INSTRUCTIONS TO FOLLOW ▸ For the entries below, print exactly the lines between the line holding "## Quickstart" and the line holding "Phrase: dog's paw", inclusive, and nothing else.

RECORDS FOR THIS TASK ▸

BEGIN

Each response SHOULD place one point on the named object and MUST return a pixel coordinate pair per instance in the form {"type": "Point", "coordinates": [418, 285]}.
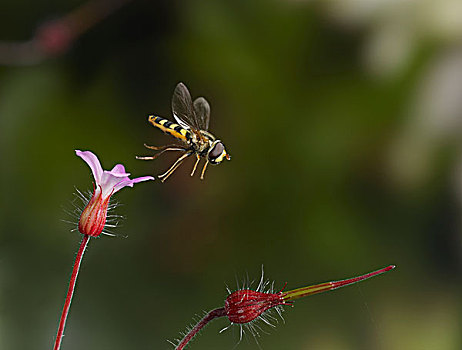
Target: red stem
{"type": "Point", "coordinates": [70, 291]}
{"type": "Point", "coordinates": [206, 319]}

END
BEGIN

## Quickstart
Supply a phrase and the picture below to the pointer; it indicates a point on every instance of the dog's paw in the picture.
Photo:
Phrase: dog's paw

END

TASK RESPONSE ▸
## Quickstart
Supply a phrase and the picture below to the pointer; it indicates a point on every instance of the dog's paw in the picture.
Photo:
Phrase: dog's paw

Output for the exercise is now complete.